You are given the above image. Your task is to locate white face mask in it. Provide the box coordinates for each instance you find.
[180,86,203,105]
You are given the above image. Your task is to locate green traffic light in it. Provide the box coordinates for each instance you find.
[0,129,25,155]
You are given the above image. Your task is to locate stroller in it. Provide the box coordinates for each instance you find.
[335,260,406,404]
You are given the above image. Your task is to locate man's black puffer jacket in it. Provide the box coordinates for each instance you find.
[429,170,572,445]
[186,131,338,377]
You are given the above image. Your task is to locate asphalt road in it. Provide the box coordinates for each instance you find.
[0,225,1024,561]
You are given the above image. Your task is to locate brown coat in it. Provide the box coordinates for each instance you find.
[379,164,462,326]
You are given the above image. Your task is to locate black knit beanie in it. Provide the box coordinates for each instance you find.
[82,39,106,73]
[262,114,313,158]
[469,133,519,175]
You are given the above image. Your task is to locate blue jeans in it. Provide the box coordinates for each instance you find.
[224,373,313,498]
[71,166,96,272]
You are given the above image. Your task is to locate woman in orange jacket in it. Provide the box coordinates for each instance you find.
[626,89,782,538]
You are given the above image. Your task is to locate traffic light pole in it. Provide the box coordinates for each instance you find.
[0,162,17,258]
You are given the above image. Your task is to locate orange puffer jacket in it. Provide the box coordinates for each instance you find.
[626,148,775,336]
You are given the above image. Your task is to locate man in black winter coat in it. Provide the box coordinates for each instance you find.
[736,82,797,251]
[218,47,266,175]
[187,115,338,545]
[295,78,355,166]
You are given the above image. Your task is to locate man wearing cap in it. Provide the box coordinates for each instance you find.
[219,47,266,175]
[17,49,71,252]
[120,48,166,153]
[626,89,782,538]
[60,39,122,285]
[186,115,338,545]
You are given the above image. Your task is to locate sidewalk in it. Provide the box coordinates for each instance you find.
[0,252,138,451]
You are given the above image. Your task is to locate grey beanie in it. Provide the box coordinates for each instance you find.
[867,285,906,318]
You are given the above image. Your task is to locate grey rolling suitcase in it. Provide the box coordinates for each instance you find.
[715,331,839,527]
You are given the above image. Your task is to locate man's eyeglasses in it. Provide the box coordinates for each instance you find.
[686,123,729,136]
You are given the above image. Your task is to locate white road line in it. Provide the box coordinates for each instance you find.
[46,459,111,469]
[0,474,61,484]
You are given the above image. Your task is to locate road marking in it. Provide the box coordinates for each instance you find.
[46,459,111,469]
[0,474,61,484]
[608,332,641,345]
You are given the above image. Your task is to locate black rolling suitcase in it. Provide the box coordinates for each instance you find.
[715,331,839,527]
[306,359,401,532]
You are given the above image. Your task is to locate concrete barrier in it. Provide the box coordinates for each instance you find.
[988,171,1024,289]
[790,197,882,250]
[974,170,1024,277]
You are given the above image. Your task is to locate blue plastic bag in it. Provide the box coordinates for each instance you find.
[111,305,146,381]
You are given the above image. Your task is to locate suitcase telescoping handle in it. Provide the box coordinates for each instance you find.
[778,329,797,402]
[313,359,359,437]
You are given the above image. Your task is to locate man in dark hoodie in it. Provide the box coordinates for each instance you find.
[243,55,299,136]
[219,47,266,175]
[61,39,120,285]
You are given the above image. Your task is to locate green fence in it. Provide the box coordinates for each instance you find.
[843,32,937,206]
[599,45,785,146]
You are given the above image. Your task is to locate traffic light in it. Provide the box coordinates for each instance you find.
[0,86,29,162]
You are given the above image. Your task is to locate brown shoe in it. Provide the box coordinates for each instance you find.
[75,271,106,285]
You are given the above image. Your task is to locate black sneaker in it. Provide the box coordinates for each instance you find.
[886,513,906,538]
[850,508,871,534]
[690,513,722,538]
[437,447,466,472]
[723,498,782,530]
--
WRITTEN PROBLEM — Could you lay out every line of the records above as a Markdown table, with a Row column numbering each line and an Entry column holding the line itself, leaving out blank lines?

RESULT OF THE TASK —
| Row | Entry |
|---|---|
| 1 | You are given the above image. Your task is to locate white face mask in it. Provide the box coordinates for each instance you find. |
| 2 | [180,86,203,105] |
| 3 | You are given the above image. Your task is to locate green traffic light in it. Provide the box coordinates for each instance you find. |
| 4 | [0,129,25,155] |
| 5 | You are given the above image. Your task is to locate stroller in it. Provide the box coordinates for each instance you find. |
| 6 | [335,260,406,404] |
| 7 | You are given the above image. Your task is to locate man's black puffer jacket in it. Provide the box coordinates for each instance you find. |
| 8 | [429,170,572,445] |
| 9 | [186,131,338,377] |
| 10 | You are given the above image. Your task is to locate asphalt road in it. Provide the box coordinates for each instance you find. |
| 11 | [0,225,1024,561] |
| 12 | You are given the above image. Your task is to locate brown coat in it. Provide the box coordinates for each instance you find. |
| 13 | [379,164,462,326] |
| 14 | You are given the above image. Your task is to locate black knit beanie in it. Provide the box coordinates for each instance you find. |
| 15 | [82,39,106,73] |
| 16 | [262,114,313,158] |
| 17 | [469,133,519,175] |
| 18 | You are given the above image. Your task is to locate blue jeans in it. Provide the box coordinates for each instance you find. |
| 19 | [224,373,313,498] |
| 20 | [71,166,96,272] |
| 21 | You are given the above image. Your task is to locate woman in orange jacket in it. Provide the box coordinates for each instance you find. |
| 22 | [626,89,782,538] |
| 23 | You are given the above image. Your task is to locate traffic light pole in it. Provide the box coordinates for each instance you find. |
| 24 | [0,162,17,258] |
| 25 | You are given the above image. Your task is to locate orange puffer jacket in it. Provide the box coordinates for each instance you find. |
| 26 | [626,148,775,336] |
| 27 | You are given the above image. Your task is to locate man in black winter coat in it. Provide the box coordinates for each instance you find. |
| 28 | [736,82,797,251] |
| 29 | [218,47,266,175] |
| 30 | [187,115,338,545] |
| 31 | [295,78,355,166] |
| 32 | You are given the above image. Your task is to locate man wearing cap in it. Provide the box coordinates for each instance you find. |
| 33 | [219,47,266,175] |
| 34 | [17,49,71,252] |
| 35 | [120,48,166,153] |
| 36 | [626,89,782,538] |
| 37 | [60,39,122,285] |
| 38 | [186,115,338,545] |
| 39 | You are given the above image. Your task is to locate sidewalk in it. Provide the box coordinates for each instance you find. |
| 40 | [0,252,138,451] |
| 41 | You are given the above image. Your task is to locate grey beanie in it. Provide the box coordinates for each instance you find. |
| 42 | [867,285,906,318] |
| 43 | You are given the above image. Your task is to locate grey rolling suitcase in it. Provide the box coordinates for each instance you find. |
| 44 | [715,331,839,527] |
| 45 | You are given the above image. Your task is to locate man's eyeglasses in it. Provide the box coordinates for each instance you find. |
| 46 | [686,123,729,136] |
| 47 | You are given the above image. Your task is to locate white road line in it. Provide the box coordinates for each instance you find. |
| 48 | [46,459,111,469] |
| 49 | [0,474,61,484] |
| 50 | You are given the above image. Your task is to locate road marking in it. Provide the box coordinates for each instance you find. |
| 51 | [46,459,111,469] |
| 52 | [0,474,61,484] |
| 53 | [608,332,641,345] |
| 54 | You are given the above image. Your task is to locate black rolling suitcase in it. Provide the box coordinates for each instance you find. |
| 55 | [715,331,839,527] |
| 56 | [306,359,401,532] |
| 57 | You are given the above image. Your task is to locate concrete barrier in it. Provide the box coordinates for each instance you find. |
| 58 | [988,171,1024,289] |
| 59 | [790,197,882,250] |
| 60 | [974,170,1024,277] |
| 61 | You are given the above image. Your task is to locate blue plastic bag in it. Provide the box coordinates for each instance you find. |
| 62 | [111,305,146,381] |
| 63 | You are given the above image. Your task is to locate suitcase telescoping handle in it. Provide the box coordinates for each instance you find. |
| 64 | [778,329,797,402] |
| 65 | [313,359,359,437] |
| 66 | You are given the above image. Your task is to locate man in dark hoodie in it. Provide the box coordinates for each instance you find. |
| 67 | [243,55,299,136] |
| 68 | [219,47,266,175] |
| 69 | [61,39,120,285] |
| 70 | You are given the above image. Your task is to locate green fence in it. Provide the box coordinates for each instance you find. |
| 71 | [843,32,937,206] |
| 72 | [599,45,785,146] |
| 73 | You are given the above image. Your task is to locate traffic light in it. Provide the box coordinates for each instance you find. |
| 74 | [0,86,29,162] |
| 75 | You are given the above image. Your task is to locate brown shoe in it. Provide the box coordinates for each instance you find. |
| 76 | [75,271,106,285] |
| 77 | You are given the above image. Your task is to locate black sneaker in it. Provide the box coordinates for each instance you find. |
| 78 | [886,513,906,538] |
| 79 | [850,508,871,534] |
| 80 | [690,513,722,538] |
| 81 | [437,447,466,472] |
| 82 | [723,498,782,530] |